WHAT THE EXERCISE ASKS
Repeat the data exactly, with every line included.

MATERIALS PROVIDED
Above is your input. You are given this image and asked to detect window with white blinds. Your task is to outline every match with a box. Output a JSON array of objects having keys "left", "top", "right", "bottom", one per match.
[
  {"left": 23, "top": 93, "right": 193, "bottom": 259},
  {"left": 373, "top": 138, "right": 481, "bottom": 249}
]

OUTPUT BELOW
Above is your input. You are given this image and asked to detect window with white blinds. Your task is to outline every match with a box. Output a JSON array of objects having keys "left", "top", "right", "bottom", one per match.
[
  {"left": 23, "top": 93, "right": 193, "bottom": 259},
  {"left": 373, "top": 138, "right": 481, "bottom": 249}
]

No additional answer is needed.